> Stored data
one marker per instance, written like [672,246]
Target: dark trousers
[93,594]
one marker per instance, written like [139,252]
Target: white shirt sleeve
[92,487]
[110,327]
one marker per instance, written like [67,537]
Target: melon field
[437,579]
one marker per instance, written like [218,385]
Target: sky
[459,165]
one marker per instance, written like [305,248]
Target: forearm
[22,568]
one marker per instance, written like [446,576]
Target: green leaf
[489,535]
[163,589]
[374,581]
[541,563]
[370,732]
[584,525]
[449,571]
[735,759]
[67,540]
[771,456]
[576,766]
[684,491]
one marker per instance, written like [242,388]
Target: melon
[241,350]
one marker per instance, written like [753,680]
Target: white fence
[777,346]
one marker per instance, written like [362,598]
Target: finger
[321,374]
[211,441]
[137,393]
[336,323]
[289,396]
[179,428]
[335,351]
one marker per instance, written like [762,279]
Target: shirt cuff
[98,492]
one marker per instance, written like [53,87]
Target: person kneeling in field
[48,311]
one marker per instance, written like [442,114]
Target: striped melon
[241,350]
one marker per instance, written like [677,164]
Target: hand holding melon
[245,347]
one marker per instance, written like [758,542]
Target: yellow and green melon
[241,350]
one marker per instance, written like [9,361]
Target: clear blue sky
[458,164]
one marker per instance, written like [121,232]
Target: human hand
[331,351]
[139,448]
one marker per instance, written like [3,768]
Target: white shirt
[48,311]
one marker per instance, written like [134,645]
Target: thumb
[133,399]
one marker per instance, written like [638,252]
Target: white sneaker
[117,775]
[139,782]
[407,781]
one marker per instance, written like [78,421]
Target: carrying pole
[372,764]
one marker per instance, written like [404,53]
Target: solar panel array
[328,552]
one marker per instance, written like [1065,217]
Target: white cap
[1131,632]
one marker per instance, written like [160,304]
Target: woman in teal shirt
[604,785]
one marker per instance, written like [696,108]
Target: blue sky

> Stated task
Copy all of the entries above word for word, keeping every line in its original order.

> The response
one marker per instance, written like [672,246]
Target: dark trousers
[93,594]
one marker per instance, written like [139,252]
Target: white shirt sleeve
[92,487]
[110,327]
one marker per instance, written like [67,537]
Target: melon field
[437,579]
one marker per instance, written like [218,385]
Target: sky
[459,165]
one marker per instance, written like [305,248]
Target: forearm
[22,568]
one marker per instance, written like [446,576]
Target: green leaf
[489,535]
[163,589]
[374,581]
[541,563]
[370,732]
[584,525]
[449,571]
[735,759]
[67,540]
[771,456]
[576,766]
[684,491]
one marker per instance, written like [242,388]
Target: melon
[241,350]
one marker per instance, written like [753,680]
Target: white fence
[777,346]
one marker per instance, written like [362,598]
Target: finger
[321,374]
[211,441]
[137,393]
[336,323]
[289,396]
[179,428]
[335,351]
one marker per instance, written like [762,279]
Target: shirt cuff
[98,492]
one marker per instance, written like [53,87]
Target: person kneeling in field
[48,311]
one marker per instance, written like [442,114]
Target: striped melon
[241,350]
one marker per instance, written like [677,164]
Target: hand holding melon
[245,347]
one marker per instance, written like [758,542]
Target: yellow and green melon
[241,350]
one marker per instance, written like [9,361]
Target: clear blue sky
[458,164]
one marker per instance, written like [121,232]
Target: human hand
[331,351]
[139,448]
one marker per instance, written like [3,768]
Target: white shirt
[48,311]
one marker per instance, written like [134,645]
Target: thumb
[133,399]
one marker per instance, written like [638,252]
Target: white sneaker
[117,775]
[139,782]
[407,781]
one marker per instance, written like [78,421]
Target: carrying pole
[372,764]
one marker per instance, written like [404,53]
Target: solar panel array
[328,552]
one marker per instance, written like [1065,217]
Target: white cap
[1131,632]
one marker per instance, written like [160,304]
Target: woman in teal shirt
[604,785]
one marker per instance, written like [696,108]
Target: blue sky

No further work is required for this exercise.